## [TASK STATEMENT]
Your answer should reproduce every line of the material in which the word "blue" occurs.

## [MATERIAL PROVIDED]
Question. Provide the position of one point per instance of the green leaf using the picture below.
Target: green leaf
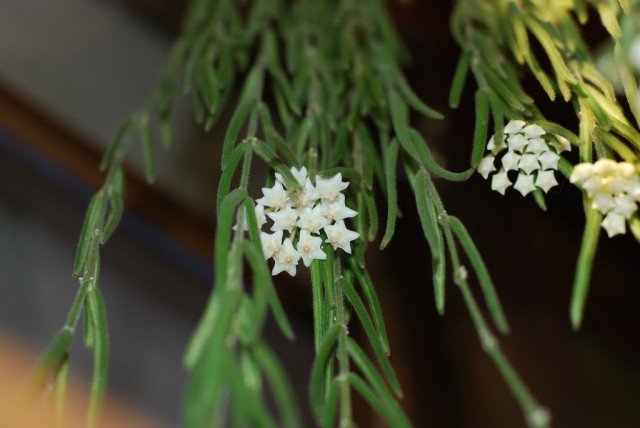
(482, 126)
(100, 353)
(374, 338)
(92, 222)
(318, 370)
(479, 267)
(459, 79)
(584, 266)
(390, 155)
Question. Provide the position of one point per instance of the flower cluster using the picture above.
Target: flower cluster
(528, 151)
(613, 189)
(309, 216)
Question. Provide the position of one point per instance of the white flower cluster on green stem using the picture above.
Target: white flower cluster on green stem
(528, 151)
(613, 189)
(309, 216)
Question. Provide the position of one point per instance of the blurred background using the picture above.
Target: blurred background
(71, 70)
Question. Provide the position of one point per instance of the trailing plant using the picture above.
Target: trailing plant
(503, 42)
(318, 86)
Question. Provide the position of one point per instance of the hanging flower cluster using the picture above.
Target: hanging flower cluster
(309, 216)
(529, 152)
(613, 189)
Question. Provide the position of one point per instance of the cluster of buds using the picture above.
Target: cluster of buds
(613, 189)
(528, 154)
(309, 216)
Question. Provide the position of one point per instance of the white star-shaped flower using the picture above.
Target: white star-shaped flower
(549, 160)
(286, 259)
(337, 210)
(529, 163)
(285, 219)
(330, 188)
(495, 148)
(510, 161)
(633, 190)
(625, 206)
(308, 196)
(524, 184)
(602, 202)
(537, 146)
(260, 217)
(604, 166)
(627, 170)
(271, 243)
(311, 219)
(614, 224)
(561, 144)
(514, 126)
(486, 166)
(581, 172)
(546, 180)
(517, 142)
(299, 174)
(340, 237)
(533, 131)
(500, 182)
(275, 197)
(593, 185)
(310, 248)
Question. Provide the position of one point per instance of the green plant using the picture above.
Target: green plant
(340, 104)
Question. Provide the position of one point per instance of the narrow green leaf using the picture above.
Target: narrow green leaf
(318, 369)
(486, 283)
(390, 155)
(584, 266)
(374, 339)
(100, 353)
(482, 126)
(459, 79)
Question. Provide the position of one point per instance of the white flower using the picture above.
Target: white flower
(514, 126)
(581, 172)
(561, 144)
(299, 174)
(510, 161)
(285, 219)
(524, 184)
(260, 217)
(340, 237)
(604, 166)
(275, 197)
(602, 202)
(549, 160)
(537, 146)
(330, 188)
(486, 166)
(271, 243)
(500, 182)
(495, 148)
(311, 219)
(517, 142)
(529, 163)
(310, 248)
(308, 196)
(614, 224)
(546, 180)
(337, 210)
(533, 131)
(286, 259)
(625, 206)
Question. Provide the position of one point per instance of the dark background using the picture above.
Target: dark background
(156, 275)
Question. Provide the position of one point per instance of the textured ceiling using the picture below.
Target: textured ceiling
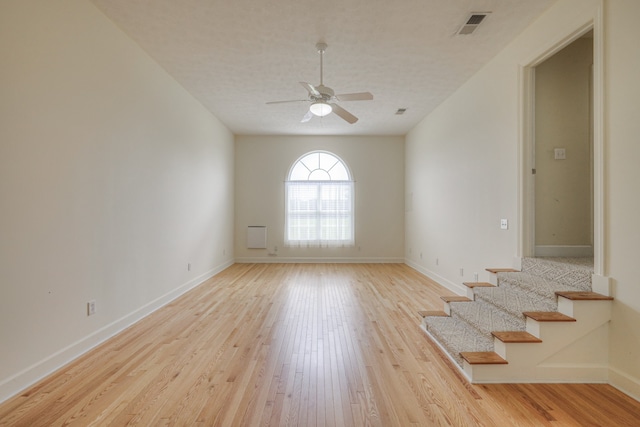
(235, 55)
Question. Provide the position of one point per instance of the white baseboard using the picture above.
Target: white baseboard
(563, 251)
(457, 288)
(626, 383)
(601, 284)
(18, 382)
(317, 260)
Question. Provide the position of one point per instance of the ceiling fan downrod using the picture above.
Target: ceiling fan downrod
(321, 48)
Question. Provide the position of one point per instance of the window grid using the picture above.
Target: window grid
(319, 212)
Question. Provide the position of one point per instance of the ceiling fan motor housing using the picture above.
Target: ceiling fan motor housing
(326, 92)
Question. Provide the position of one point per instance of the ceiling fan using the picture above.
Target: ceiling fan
(323, 99)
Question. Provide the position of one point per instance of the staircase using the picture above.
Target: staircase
(541, 324)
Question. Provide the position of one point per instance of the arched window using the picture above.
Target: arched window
(319, 196)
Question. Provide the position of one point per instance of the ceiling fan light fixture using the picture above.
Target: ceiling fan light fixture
(320, 108)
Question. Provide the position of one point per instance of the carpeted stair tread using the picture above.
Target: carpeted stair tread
(538, 285)
(573, 272)
(486, 318)
(457, 336)
(515, 300)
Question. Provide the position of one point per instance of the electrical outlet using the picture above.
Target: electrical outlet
(91, 308)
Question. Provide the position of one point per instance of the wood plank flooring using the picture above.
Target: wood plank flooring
(300, 345)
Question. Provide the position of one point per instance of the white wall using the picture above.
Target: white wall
(377, 165)
(622, 228)
(461, 167)
(112, 180)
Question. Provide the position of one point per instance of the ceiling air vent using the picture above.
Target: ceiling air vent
(474, 20)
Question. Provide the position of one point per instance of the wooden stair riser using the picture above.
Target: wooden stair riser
(566, 341)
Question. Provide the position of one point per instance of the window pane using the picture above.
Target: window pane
(319, 202)
(299, 172)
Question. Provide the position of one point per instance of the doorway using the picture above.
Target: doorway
(561, 208)
(563, 150)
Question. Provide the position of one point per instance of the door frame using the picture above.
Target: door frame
(526, 155)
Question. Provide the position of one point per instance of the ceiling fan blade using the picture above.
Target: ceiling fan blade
(310, 88)
(284, 102)
(307, 117)
(344, 114)
(361, 96)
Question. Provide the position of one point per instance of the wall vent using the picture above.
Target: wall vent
(472, 23)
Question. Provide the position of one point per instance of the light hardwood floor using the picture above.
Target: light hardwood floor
(297, 344)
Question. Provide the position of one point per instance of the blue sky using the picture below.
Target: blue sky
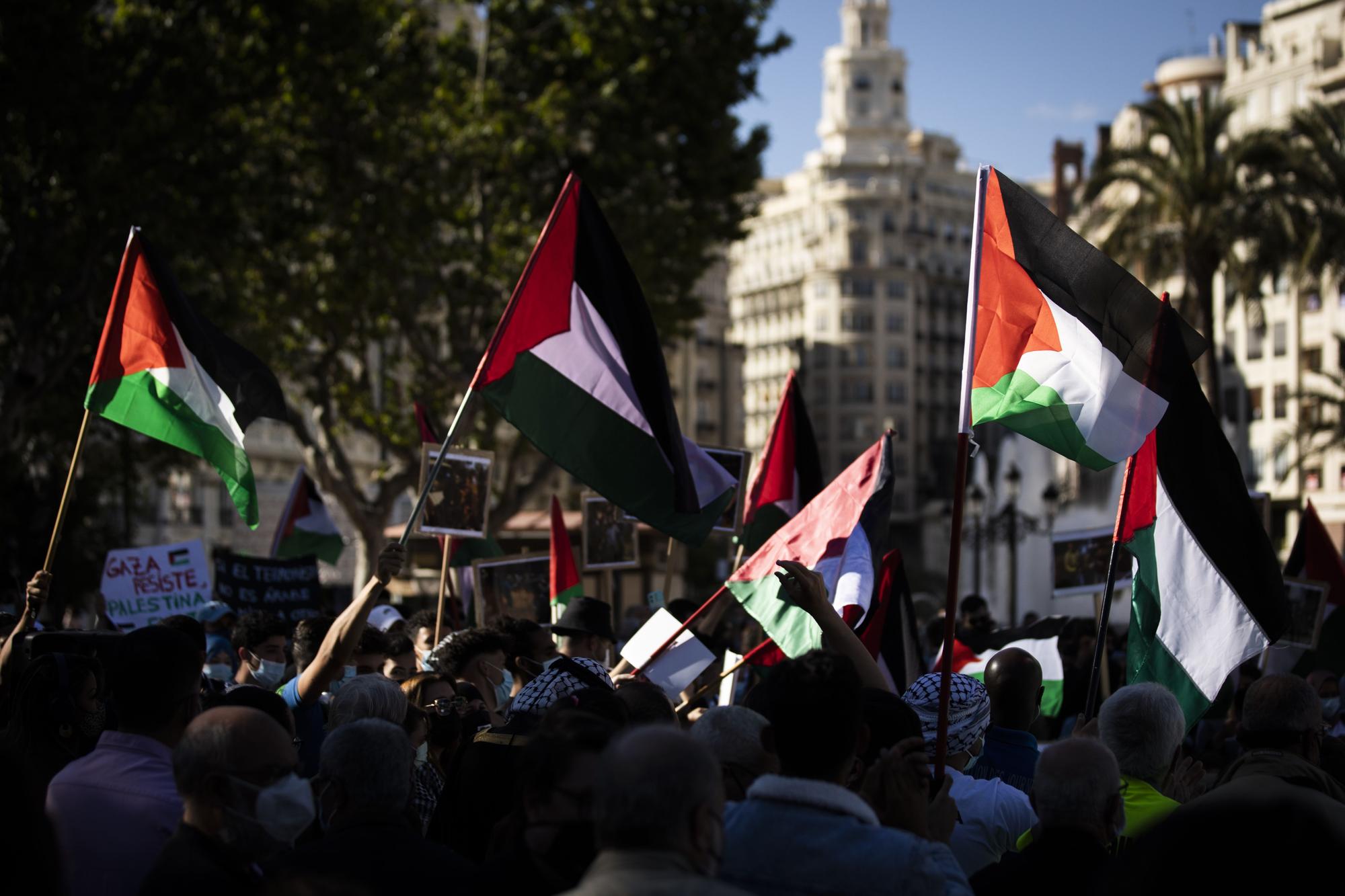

## [ANSWER SPACE]
Question. Provide the position of one point per instance of the blue sky using the picture below.
Target: blue sky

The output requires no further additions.